Set task 1: In the C++ timing thread, what compiler error appears when the measured function's return type is void?
Set task 2: Copy the C++ timing thread between "It should have" and "solve this problem?", inclusive.
[start Text passage]
I'm trying to write a function that measures the time of execution of other functions.
It should have the same return type as the measured function.
The problem is that i'm getting a compiler error Variable has incomplete type 'void'
when the return type is void
.
Is there a workaround to solve this problem?
Help would be greatly appreciated, thanks!
#include <iostream>
#include <chrono>
template<class Func, typename... Parameters>
auto getTime(Func const &func, Parameters &&... args) {
auto begin = std::chrono::system_clock::now();
auto ret = func(std::forward<Parameters>(args)...);
auto end = std::chrono::system_clock::now();
std::cout << "The execution took " << std::chrono::duration<float>(end - begin).count() << " seconds.";
return ret;
}
int a() { return 0; }
void b() {}
int main()
{
getTime(a);
getTime(b);
return 0;
}
CodePudding user response:
It's possible to solve this problem using specialization and an elaborate song-and-dance routine. But there's also a much simpler approach that takes advantage of return <void expression>;
being allowed.
The trick is to fit it into this framework, by taking advantage of construction/destruction semantics.
#include <iostream>
#include <chrono>
struct measure_time {
std::chrono::time_point<std::chrono::system_clock> begin=
std::chrono::system_clock::now();
~measure_time()
{
auto end = std::chrono::system_clock::now();
std::cout << "The execution took "
<< std::chrono::duration<float>(end - begin).count()
<< " seconds.\n";
}
};
template<class Func, typename... Parameters>
auto getTime(Func const &func, Parameters &&... args) {
measure_time measure_it;
return func(std::forward<Parameters>(args)...);
}
int a() { return 0; }
void b() {}
int main()
{
getTime(a);
getTime(b);
return 0;
}
[end Text passage]
[start Material]
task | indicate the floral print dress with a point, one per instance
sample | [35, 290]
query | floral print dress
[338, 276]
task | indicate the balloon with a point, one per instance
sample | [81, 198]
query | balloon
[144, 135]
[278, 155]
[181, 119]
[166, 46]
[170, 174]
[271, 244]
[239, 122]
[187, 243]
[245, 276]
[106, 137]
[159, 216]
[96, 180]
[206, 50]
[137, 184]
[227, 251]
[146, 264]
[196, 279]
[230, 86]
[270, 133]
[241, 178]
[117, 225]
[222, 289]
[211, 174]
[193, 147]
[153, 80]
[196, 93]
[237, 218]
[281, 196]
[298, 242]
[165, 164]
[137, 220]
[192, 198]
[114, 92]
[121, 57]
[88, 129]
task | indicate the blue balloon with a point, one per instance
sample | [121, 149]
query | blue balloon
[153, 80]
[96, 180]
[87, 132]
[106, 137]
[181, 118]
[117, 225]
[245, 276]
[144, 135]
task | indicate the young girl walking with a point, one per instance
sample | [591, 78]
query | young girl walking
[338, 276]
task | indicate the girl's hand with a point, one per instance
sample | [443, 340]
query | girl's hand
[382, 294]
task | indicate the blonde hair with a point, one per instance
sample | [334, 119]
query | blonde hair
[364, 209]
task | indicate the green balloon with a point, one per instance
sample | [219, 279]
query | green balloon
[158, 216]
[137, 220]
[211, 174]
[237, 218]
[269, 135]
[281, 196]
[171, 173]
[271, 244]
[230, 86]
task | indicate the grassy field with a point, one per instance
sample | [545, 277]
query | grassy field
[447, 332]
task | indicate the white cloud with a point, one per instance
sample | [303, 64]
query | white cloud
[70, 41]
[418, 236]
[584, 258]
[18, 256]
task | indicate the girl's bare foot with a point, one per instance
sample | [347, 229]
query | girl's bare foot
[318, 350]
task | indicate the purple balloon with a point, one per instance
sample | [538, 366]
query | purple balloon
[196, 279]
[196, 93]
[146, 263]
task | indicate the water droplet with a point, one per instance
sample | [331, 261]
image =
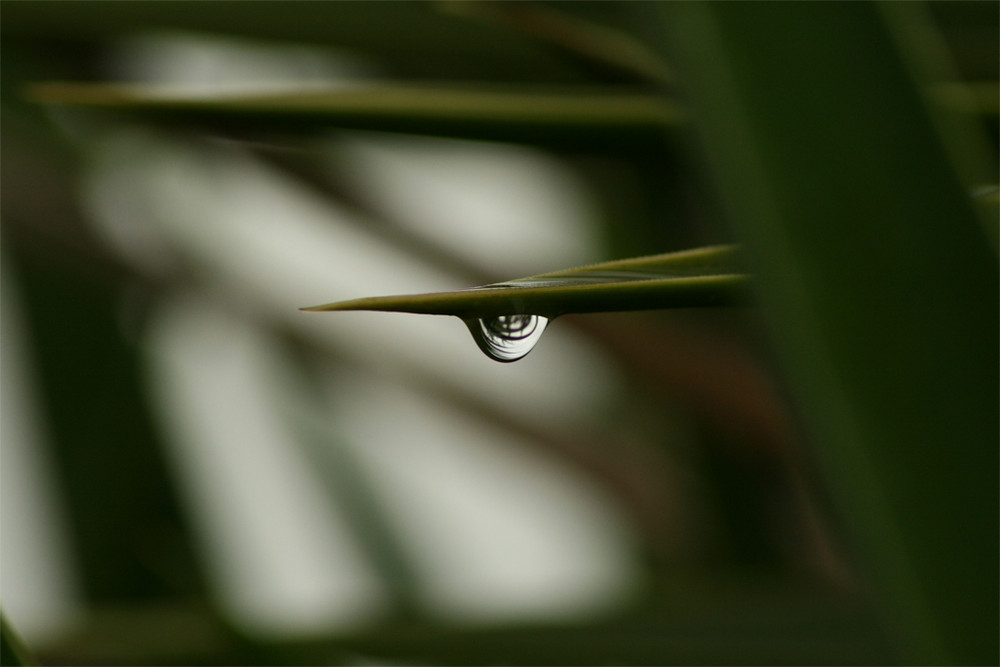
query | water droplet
[507, 337]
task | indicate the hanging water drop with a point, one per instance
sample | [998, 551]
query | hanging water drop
[507, 337]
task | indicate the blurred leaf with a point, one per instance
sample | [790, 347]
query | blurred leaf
[489, 112]
[13, 650]
[881, 288]
[701, 277]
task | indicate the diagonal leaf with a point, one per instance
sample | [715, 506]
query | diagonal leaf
[491, 112]
[701, 277]
[880, 285]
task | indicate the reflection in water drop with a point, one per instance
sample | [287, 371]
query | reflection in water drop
[507, 337]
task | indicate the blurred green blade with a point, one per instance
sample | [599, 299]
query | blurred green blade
[13, 650]
[492, 112]
[701, 277]
[880, 285]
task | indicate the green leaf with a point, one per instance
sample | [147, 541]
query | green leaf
[879, 283]
[13, 650]
[489, 112]
[701, 277]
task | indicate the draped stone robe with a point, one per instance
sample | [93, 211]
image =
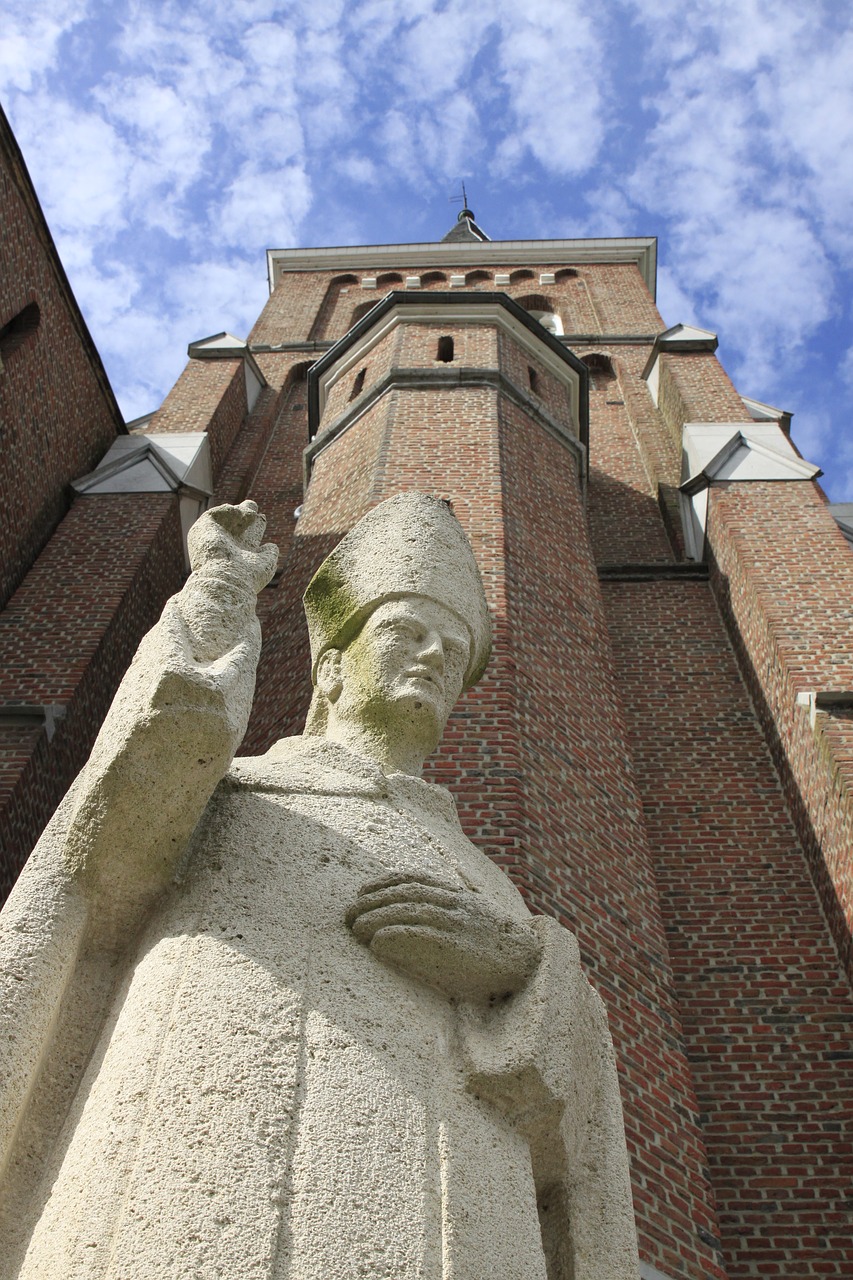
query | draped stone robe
[259, 1095]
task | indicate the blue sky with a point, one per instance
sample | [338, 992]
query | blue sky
[173, 144]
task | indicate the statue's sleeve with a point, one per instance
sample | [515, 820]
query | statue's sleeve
[117, 839]
[546, 1060]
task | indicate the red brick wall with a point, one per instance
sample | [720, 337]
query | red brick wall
[784, 576]
[58, 414]
[611, 759]
[65, 640]
[765, 1008]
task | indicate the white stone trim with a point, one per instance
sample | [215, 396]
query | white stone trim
[169, 462]
[224, 346]
[641, 250]
[731, 452]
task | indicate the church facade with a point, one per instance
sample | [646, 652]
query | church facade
[661, 752]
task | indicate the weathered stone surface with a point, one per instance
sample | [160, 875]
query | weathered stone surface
[316, 1032]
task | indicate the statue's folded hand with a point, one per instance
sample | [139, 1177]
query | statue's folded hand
[446, 936]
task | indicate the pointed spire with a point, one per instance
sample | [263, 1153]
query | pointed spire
[465, 228]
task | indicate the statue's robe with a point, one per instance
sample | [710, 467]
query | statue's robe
[269, 1098]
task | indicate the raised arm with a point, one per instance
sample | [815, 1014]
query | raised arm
[114, 844]
[177, 720]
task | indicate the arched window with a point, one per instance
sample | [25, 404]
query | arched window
[16, 332]
[543, 310]
[601, 369]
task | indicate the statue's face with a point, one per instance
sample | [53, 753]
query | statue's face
[409, 659]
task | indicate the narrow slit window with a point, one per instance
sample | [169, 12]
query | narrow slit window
[359, 383]
[18, 329]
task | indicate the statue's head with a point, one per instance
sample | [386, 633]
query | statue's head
[397, 622]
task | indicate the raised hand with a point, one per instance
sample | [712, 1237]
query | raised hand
[226, 543]
[446, 936]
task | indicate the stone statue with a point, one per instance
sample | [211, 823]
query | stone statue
[278, 1016]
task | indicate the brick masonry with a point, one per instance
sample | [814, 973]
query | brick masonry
[635, 757]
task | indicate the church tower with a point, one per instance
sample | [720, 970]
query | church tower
[661, 752]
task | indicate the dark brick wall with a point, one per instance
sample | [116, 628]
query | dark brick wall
[634, 757]
[67, 636]
[58, 415]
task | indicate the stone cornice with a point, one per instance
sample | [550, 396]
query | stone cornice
[448, 378]
[641, 250]
[457, 307]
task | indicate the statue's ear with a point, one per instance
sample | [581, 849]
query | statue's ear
[328, 675]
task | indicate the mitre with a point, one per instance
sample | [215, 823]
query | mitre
[410, 544]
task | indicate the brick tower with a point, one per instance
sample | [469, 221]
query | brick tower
[661, 753]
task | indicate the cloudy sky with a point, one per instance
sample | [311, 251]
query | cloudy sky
[173, 142]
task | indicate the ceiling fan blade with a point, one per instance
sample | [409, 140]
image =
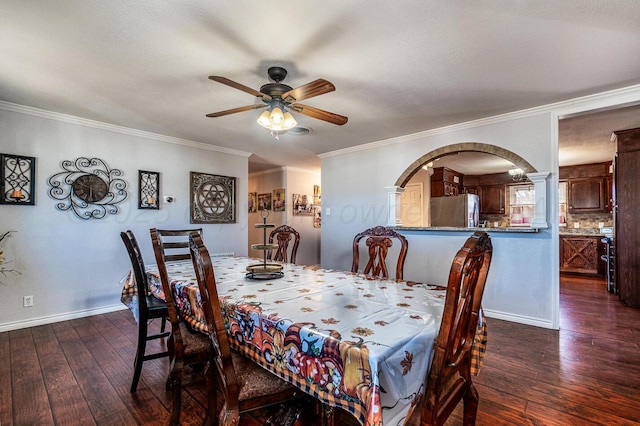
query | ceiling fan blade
[320, 114]
[309, 90]
[234, 110]
[239, 86]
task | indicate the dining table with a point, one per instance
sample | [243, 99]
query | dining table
[351, 341]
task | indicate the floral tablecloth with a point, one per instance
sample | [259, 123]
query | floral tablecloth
[361, 344]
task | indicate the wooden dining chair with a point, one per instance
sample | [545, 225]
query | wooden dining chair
[244, 384]
[283, 235]
[149, 308]
[175, 243]
[186, 347]
[449, 379]
[379, 240]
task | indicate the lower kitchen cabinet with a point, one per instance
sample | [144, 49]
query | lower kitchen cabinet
[581, 254]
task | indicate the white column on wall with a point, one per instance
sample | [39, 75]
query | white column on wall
[540, 188]
[393, 193]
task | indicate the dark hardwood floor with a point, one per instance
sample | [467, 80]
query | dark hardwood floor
[78, 372]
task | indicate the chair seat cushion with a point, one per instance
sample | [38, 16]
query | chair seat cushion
[196, 345]
[254, 381]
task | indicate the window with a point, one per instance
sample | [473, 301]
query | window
[521, 205]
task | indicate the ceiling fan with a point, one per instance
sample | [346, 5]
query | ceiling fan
[280, 99]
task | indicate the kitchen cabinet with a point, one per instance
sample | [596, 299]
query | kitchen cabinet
[609, 194]
[627, 231]
[581, 254]
[587, 195]
[445, 182]
[492, 199]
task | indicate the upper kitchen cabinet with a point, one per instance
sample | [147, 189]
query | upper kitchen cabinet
[492, 199]
[445, 182]
[586, 195]
[627, 231]
[587, 189]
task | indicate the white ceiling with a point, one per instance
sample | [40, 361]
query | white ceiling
[399, 67]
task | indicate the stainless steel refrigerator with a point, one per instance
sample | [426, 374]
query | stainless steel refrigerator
[459, 211]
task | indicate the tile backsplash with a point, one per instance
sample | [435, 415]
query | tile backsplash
[586, 220]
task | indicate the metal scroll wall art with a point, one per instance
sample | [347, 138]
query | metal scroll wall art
[17, 177]
[213, 198]
[88, 187]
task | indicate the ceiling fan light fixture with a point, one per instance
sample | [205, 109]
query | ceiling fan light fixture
[264, 119]
[277, 117]
[289, 121]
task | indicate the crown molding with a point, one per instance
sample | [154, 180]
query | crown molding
[619, 97]
[56, 116]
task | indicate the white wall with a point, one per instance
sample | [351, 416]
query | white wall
[295, 181]
[72, 267]
[521, 281]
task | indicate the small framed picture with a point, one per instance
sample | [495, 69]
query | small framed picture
[148, 190]
[278, 200]
[253, 202]
[317, 216]
[264, 201]
[317, 196]
[302, 205]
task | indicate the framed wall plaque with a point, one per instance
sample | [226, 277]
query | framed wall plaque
[148, 190]
[213, 198]
[17, 177]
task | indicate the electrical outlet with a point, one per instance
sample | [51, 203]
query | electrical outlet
[27, 301]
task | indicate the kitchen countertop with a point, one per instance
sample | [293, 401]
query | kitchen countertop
[581, 232]
[454, 229]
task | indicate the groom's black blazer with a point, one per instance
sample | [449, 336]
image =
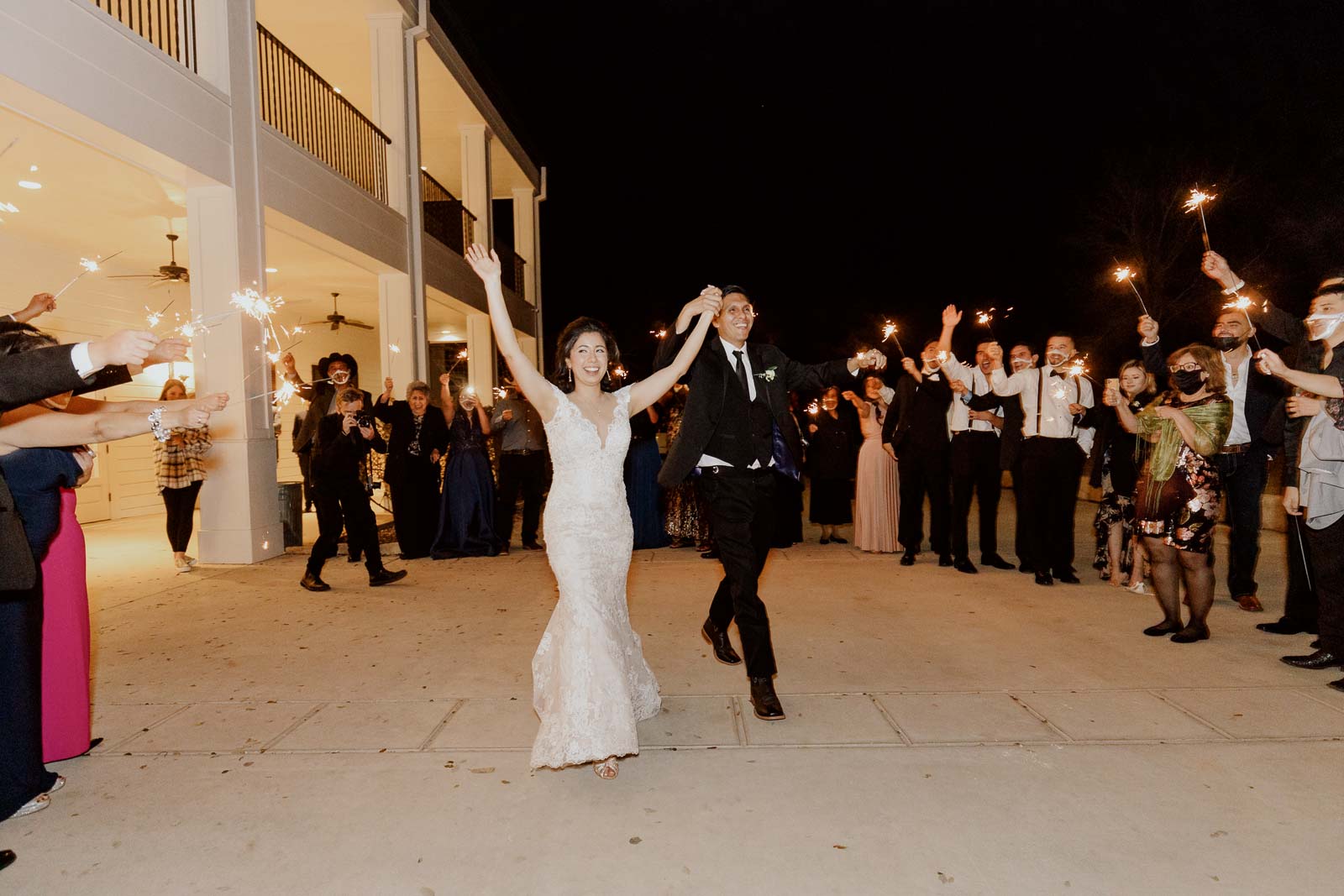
[end Material]
Problem solution 1: Variable has incomplete type 'void'

Problem solution 2:
It should have the same return type as the measured function.
The problem is that i'm getting a compiler error Variable has incomplete type 'void'
when the return type is void
.
Is there a workaround to solve this problem?